START Text under study
Unlike some battles in Salem, where the main motivation for many groups is their profit margin, the combatants dueling over this bill each have the public's good at heart.
With fluoride's benefits in mind, the dental and public-health establishments want conclusive proof of harm before dropping their push to fluoridate the nation, while their foes want conclusive proof of safety.
The gap is philosophical, which is why it has long seemed impossible to bridge. Now, however, even that is starting to change.
That's because it's possible to be pro-fluoride but anti-fluoridation.
Walter Gabler, former chairman of the biochemistry and cell biology department at OHSU, says fluoridation was a good idea through the '70s, but toothpaste is doing the job just fine now. As for SB99, he says, "I probably wouldn't be in favor of it--and that's going to shock some people, but that's too bad."
It is also possible to be pro-fluoridation but against SB99.
END Text under study
◆ **Tasks and exercises**:
[1] In the passage on the fluoridation bill, what position did Walter Gabler formerly hold at OHSU?
[2] Carry on the passage on the fluoridation bill, beginning after its final sentence.
Nothing in the material that follows is required for this work.
START Given entries
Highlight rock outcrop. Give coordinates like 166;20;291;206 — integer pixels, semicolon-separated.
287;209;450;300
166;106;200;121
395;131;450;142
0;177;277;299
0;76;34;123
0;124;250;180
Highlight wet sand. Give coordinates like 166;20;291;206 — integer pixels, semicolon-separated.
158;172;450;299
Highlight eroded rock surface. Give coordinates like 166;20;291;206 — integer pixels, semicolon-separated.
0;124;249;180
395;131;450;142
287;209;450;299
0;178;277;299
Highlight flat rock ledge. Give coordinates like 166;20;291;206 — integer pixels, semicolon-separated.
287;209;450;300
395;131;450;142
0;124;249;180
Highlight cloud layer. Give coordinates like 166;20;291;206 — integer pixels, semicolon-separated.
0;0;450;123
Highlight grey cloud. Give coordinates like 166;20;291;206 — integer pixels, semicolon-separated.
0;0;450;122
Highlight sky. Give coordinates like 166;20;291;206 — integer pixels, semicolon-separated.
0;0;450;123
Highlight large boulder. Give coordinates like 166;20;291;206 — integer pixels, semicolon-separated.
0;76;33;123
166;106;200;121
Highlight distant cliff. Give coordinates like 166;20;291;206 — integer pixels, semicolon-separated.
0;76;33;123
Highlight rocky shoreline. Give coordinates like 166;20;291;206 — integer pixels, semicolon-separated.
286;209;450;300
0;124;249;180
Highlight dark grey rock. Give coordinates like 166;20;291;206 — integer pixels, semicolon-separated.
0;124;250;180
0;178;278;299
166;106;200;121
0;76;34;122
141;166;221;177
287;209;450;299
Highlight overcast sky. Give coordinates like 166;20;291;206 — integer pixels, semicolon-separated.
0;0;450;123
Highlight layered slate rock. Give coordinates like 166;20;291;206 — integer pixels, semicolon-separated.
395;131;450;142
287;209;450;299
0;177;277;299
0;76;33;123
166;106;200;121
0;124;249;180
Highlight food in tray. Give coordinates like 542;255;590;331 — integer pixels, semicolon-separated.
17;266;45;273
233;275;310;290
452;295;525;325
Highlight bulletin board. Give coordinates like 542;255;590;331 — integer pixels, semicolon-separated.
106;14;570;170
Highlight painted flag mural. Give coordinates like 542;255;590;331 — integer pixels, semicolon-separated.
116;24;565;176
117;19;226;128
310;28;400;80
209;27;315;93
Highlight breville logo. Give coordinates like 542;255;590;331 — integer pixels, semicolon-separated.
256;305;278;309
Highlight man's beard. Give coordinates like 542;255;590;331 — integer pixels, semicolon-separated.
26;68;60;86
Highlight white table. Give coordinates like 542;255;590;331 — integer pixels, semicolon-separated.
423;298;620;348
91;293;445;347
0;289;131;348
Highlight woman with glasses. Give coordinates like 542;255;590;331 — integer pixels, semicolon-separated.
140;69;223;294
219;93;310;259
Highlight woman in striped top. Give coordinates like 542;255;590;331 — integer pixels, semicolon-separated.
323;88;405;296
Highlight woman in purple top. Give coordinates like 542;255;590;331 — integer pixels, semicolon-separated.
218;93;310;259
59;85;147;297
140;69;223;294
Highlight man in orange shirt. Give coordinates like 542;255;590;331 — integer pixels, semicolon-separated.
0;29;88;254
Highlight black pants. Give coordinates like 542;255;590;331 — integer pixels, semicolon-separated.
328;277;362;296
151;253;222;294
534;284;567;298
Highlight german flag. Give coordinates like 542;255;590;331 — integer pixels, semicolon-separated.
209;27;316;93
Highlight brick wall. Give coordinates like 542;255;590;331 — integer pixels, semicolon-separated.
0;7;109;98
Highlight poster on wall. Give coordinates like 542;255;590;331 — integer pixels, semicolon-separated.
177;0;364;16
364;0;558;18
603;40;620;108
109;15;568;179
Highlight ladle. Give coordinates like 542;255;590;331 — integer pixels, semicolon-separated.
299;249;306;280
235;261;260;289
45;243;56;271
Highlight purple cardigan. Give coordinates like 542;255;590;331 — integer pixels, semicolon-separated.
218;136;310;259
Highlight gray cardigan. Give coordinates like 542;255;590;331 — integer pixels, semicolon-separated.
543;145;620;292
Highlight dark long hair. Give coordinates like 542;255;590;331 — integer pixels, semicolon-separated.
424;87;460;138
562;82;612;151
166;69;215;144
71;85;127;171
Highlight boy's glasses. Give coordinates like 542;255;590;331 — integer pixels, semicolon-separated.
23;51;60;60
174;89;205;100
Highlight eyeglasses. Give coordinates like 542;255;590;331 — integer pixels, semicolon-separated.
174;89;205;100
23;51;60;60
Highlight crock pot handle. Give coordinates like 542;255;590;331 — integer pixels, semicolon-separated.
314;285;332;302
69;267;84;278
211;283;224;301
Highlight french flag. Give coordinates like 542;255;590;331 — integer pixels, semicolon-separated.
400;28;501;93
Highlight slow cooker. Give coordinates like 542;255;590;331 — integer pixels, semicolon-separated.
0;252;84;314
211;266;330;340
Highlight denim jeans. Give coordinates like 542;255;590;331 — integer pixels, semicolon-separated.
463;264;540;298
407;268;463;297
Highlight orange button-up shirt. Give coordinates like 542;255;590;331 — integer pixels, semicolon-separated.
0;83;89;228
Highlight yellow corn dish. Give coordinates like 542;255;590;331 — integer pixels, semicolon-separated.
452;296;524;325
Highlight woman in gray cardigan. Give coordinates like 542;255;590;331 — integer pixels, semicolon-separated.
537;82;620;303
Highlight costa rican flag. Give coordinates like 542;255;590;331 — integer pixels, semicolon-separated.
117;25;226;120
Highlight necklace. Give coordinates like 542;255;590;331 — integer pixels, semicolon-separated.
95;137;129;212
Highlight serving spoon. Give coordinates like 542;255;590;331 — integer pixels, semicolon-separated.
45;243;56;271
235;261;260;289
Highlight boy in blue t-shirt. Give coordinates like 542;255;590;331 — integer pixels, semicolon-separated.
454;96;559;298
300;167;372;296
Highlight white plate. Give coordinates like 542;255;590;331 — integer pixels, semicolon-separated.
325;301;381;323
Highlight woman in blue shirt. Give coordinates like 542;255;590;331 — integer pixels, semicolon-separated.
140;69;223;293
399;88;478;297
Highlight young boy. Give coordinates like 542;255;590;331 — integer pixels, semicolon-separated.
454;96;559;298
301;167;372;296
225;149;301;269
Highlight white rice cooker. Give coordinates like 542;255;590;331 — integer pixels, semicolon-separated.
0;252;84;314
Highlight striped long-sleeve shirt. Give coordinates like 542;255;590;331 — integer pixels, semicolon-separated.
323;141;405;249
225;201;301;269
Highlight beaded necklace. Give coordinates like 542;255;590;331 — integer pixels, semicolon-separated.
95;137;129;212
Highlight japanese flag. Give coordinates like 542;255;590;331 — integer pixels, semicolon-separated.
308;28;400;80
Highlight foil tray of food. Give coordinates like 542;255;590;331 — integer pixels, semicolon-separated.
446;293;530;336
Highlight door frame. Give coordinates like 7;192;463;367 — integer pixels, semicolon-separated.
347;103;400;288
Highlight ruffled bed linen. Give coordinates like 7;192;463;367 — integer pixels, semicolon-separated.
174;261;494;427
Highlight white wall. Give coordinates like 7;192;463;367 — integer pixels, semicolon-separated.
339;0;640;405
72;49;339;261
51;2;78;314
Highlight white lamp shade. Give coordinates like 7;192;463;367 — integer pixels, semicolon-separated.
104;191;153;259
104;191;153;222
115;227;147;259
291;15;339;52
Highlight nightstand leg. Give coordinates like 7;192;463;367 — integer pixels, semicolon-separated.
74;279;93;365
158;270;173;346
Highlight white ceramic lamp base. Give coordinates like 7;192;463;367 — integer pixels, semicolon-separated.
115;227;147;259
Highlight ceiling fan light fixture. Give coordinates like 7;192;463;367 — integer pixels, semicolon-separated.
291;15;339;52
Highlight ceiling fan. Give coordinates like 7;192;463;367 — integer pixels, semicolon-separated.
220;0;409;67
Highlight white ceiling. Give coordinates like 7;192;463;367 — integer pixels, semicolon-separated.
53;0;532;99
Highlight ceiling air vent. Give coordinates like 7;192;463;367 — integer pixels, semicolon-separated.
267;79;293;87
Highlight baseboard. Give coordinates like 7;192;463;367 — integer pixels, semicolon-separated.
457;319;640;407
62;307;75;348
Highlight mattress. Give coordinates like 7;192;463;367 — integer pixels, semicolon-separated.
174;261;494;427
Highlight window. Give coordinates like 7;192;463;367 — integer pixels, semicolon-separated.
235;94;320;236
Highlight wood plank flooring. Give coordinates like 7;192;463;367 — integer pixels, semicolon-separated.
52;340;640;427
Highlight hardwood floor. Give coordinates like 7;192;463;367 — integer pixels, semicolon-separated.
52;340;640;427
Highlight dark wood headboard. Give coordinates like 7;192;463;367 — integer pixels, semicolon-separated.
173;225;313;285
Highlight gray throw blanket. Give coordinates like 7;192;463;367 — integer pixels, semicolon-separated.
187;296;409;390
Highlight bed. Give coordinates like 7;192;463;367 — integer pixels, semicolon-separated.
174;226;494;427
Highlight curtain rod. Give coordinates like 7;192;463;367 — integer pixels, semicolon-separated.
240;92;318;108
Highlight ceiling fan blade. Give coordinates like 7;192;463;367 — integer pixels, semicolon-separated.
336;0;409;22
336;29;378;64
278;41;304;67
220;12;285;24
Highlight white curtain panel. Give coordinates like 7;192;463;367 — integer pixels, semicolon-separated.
END Given entries
START Given entries
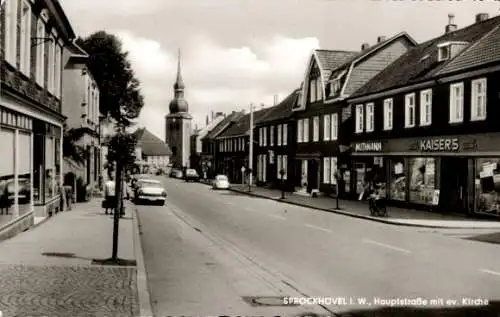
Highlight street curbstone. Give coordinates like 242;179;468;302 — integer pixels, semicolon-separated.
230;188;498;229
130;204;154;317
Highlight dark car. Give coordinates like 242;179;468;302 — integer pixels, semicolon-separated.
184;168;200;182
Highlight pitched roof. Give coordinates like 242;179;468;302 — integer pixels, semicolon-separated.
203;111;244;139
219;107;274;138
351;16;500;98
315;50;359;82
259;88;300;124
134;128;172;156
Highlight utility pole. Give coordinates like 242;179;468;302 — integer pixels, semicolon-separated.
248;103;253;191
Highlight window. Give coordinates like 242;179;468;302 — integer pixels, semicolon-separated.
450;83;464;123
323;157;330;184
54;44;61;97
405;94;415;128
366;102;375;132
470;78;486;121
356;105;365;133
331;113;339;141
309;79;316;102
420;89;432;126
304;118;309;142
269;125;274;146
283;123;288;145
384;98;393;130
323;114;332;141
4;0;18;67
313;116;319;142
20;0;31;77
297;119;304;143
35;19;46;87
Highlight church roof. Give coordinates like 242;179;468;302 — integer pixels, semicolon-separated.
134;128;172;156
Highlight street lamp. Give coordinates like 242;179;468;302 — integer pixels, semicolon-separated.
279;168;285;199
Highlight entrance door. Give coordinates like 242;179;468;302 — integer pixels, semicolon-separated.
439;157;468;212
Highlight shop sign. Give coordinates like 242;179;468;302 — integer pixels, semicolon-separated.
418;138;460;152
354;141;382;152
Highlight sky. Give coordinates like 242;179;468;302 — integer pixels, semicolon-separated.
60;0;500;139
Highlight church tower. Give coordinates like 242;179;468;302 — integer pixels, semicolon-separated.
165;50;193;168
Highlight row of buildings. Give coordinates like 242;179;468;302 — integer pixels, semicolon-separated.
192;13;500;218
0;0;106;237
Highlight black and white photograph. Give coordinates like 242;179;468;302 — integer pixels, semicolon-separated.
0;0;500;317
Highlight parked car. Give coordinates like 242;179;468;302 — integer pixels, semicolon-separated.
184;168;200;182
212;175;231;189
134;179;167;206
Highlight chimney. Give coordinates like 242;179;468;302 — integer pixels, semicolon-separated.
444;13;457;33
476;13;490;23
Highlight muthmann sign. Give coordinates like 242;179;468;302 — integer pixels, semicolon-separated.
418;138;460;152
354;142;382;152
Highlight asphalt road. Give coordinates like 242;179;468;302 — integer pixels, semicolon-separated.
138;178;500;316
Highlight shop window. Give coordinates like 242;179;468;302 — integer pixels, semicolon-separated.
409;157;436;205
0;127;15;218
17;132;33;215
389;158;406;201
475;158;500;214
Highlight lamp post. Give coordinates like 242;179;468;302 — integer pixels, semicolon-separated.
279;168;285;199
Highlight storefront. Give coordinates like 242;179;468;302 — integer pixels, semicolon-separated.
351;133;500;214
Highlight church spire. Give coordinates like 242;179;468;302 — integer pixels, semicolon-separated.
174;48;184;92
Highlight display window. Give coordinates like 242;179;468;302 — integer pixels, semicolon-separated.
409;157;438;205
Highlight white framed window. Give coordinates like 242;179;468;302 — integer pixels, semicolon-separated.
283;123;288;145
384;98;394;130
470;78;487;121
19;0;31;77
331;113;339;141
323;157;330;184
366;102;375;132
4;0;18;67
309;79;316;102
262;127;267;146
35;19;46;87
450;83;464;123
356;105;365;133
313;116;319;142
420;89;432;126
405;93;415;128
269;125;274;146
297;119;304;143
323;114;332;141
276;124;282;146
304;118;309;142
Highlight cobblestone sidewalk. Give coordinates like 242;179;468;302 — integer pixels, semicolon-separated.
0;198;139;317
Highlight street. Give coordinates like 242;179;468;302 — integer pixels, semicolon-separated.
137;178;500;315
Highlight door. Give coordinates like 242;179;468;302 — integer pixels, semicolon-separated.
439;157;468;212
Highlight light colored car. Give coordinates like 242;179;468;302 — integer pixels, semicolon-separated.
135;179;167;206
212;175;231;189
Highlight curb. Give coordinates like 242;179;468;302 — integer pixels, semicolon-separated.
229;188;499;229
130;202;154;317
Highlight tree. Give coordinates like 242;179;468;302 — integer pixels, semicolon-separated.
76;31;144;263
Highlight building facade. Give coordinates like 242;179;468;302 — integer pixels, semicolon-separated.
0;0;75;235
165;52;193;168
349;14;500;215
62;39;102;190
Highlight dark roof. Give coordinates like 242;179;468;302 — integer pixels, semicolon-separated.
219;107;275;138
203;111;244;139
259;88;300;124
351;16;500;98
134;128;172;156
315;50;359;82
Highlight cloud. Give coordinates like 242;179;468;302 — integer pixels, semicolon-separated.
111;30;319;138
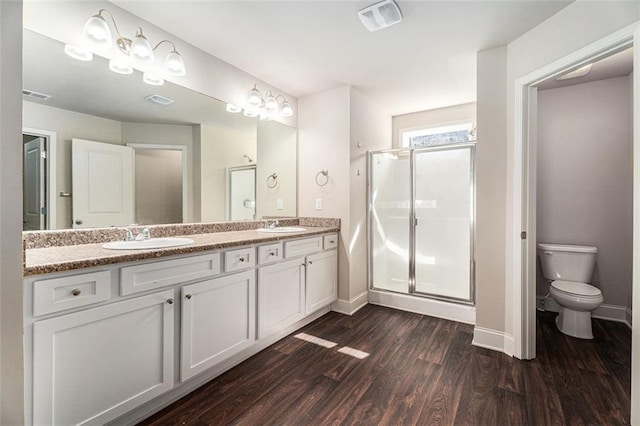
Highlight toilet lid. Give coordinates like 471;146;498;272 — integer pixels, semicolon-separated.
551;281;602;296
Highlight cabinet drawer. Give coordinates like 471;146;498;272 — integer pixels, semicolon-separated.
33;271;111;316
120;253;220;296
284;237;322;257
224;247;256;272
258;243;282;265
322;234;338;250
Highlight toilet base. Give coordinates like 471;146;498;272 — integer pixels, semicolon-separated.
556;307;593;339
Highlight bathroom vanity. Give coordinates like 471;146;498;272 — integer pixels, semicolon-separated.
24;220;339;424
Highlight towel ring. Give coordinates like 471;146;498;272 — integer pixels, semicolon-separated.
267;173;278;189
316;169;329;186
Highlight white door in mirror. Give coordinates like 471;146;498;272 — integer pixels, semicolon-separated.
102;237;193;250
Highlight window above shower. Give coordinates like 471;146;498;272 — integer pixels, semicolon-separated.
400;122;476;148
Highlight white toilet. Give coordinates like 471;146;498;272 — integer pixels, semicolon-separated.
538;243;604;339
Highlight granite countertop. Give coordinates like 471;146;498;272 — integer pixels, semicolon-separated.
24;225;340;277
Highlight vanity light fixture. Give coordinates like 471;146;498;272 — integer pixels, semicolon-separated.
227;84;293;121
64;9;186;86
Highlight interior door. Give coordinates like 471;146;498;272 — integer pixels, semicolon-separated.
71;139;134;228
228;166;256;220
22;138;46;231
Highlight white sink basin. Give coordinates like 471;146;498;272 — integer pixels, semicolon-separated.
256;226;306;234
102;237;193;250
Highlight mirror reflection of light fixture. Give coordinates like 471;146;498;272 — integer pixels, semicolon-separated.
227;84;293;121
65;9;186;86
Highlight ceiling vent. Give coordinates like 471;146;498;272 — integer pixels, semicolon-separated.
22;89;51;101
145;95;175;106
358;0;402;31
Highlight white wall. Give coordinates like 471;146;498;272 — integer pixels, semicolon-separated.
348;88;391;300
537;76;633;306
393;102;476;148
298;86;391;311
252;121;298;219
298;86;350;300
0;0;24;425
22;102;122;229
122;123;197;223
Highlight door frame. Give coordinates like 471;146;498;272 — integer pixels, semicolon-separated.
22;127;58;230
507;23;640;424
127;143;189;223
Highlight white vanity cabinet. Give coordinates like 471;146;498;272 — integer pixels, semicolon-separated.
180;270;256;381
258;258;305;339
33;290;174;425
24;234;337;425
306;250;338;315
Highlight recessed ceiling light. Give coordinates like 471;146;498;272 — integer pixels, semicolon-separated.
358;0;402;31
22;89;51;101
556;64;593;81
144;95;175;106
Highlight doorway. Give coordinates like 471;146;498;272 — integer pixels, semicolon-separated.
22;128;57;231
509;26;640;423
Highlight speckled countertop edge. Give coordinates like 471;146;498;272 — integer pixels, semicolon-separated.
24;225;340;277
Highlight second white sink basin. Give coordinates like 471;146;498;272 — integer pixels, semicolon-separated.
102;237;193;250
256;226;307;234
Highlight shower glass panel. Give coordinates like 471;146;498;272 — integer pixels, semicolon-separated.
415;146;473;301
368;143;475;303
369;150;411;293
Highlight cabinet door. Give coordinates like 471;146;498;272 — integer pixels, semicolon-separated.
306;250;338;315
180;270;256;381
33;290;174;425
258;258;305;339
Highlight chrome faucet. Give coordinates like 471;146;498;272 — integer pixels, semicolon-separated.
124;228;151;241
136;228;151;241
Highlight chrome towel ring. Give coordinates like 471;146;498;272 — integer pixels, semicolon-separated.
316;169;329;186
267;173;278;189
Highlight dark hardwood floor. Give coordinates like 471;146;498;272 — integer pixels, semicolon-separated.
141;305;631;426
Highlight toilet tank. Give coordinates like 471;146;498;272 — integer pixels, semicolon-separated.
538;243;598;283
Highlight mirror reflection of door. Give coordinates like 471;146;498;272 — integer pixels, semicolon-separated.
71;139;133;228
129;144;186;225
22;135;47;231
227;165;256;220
END Given entries
◆ **Answers by task**:
[1] He was chairman of the biochemistry and cell biology department.

[2]
OHSU scientist Phipps, the researcher who conducted the 1993 oral-health survey that Payne cites to justify SB99, remains pro-fluoridation but thinks communities should have a right to vote on it.
In part that's because it's the Oregon way, she says, but it's also because there are "some communities that need fluoridation, and some communities that don't need fluoridation--though Whitney would probably kill me for saying that."
In the last six months, the British and Canadian governments both released wide-ranging reports that reviewed the thousands of published scientific studies on water fluoridation.
The British review was the most comprehensive ever done of fluoride science. The Canadian review, which looked at a different set of studies, reached the same conclusions as the British. Both directly challenged the conventional wisdom on fluoride in the United States.
EFFECTIVENESS: H. Whitney Payne, Oregon's dental director, says fluoridation cuts cavities by up to 35 percent in adults and 65 percent in children. The Canadian and British studies, however, found that fluoride does appear to cut cavities, but only by about 15 percent.
EQUITY: Proponents of fluoridation claim that it will decrease the gap in oral health between rich and poor. The Canadian study was silent on this claim; the British study found no evidence to support it.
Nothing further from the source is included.